--- BEGIN Supplied information ---
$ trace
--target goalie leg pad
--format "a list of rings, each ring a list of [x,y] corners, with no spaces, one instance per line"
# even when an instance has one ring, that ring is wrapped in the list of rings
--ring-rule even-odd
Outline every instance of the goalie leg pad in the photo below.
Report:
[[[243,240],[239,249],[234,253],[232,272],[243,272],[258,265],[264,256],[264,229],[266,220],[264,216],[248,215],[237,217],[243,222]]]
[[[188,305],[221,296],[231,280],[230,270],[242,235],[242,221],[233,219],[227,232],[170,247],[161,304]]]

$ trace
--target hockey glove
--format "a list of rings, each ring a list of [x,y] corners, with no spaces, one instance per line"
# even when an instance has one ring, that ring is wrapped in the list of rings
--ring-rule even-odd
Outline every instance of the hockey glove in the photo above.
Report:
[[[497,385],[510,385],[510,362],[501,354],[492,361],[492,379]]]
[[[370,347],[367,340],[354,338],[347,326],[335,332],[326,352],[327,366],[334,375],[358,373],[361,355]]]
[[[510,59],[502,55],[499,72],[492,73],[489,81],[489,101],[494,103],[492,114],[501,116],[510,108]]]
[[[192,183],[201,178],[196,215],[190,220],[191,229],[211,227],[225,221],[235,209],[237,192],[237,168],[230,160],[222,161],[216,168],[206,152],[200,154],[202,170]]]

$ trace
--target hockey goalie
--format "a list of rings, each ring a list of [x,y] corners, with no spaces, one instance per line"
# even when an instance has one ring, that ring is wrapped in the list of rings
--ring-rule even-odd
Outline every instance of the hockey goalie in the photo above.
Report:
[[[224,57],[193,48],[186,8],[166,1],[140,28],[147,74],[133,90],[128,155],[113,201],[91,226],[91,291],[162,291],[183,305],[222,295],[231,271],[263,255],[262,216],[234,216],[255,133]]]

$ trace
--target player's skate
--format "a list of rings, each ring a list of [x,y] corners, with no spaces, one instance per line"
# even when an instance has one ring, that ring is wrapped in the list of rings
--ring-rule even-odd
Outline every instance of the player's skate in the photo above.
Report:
--- END Supplied information ---
Stated problem: Reproduce all of the data above word for word, keeping every line, symbol, and space unchanged.

Task answer:
$ trace
--target goalie leg pad
--format "a list of rings, each ring a list of [x,y] corners, with no spaces, one instance per line"
# even when an instance has one ring, that ring is wrapped in the list of rings
--ring-rule even-odd
Outline every instance of the goalie leg pad in the photo below.
Report:
[[[243,240],[239,249],[234,253],[232,272],[243,272],[258,265],[264,256],[264,229],[266,220],[264,216],[248,215],[237,217],[243,222]]]
[[[188,305],[221,296],[231,280],[230,270],[242,235],[242,221],[233,219],[227,232],[170,247],[161,304]]]

$ trace
--target hockey glove
--format "a list of rings, each ring a list of [x,y] corners, with no spaces, one instance per line"
# even when an instance has one ring, that ring is wrapped in the list of rings
--ring-rule even-odd
Outline every instance of the hockey glove in the photo above.
Report:
[[[497,385],[510,385],[510,362],[501,354],[492,361],[492,379]]]
[[[370,347],[367,340],[354,338],[347,326],[335,332],[326,352],[327,366],[334,375],[358,373],[361,355]]]
[[[510,59],[502,55],[499,72],[492,73],[489,81],[489,101],[494,103],[492,114],[501,116],[510,108]]]
[[[192,183],[201,178],[196,215],[190,220],[191,229],[211,227],[225,221],[235,209],[237,192],[237,168],[230,160],[222,161],[216,168],[206,152],[200,154],[202,170]]]

$ trace
--target hockey goalie
--format "a list of rings, each ring a list of [x,y] corners, with no spaces, one instance per line"
# even when an instance has one ring, that ring is wrapped in the list of rings
--ring-rule even-odd
Outline every instance of the hockey goalie in the photo above.
Report:
[[[224,57],[193,48],[186,8],[166,1],[140,28],[147,74],[133,90],[128,155],[113,201],[91,226],[91,291],[162,291],[183,305],[222,295],[231,271],[263,255],[262,216],[234,216],[255,133]]]

$ trace
--target player's skate
--format "a list of rings, each ring a list of [x,y] corners, with no spaces, one instance per line"
# even when an instance has one ring, that ring is wrapped in the list of rings
--ring-rule even-odd
Outline every instance of the player's skate in the photo above.
Report:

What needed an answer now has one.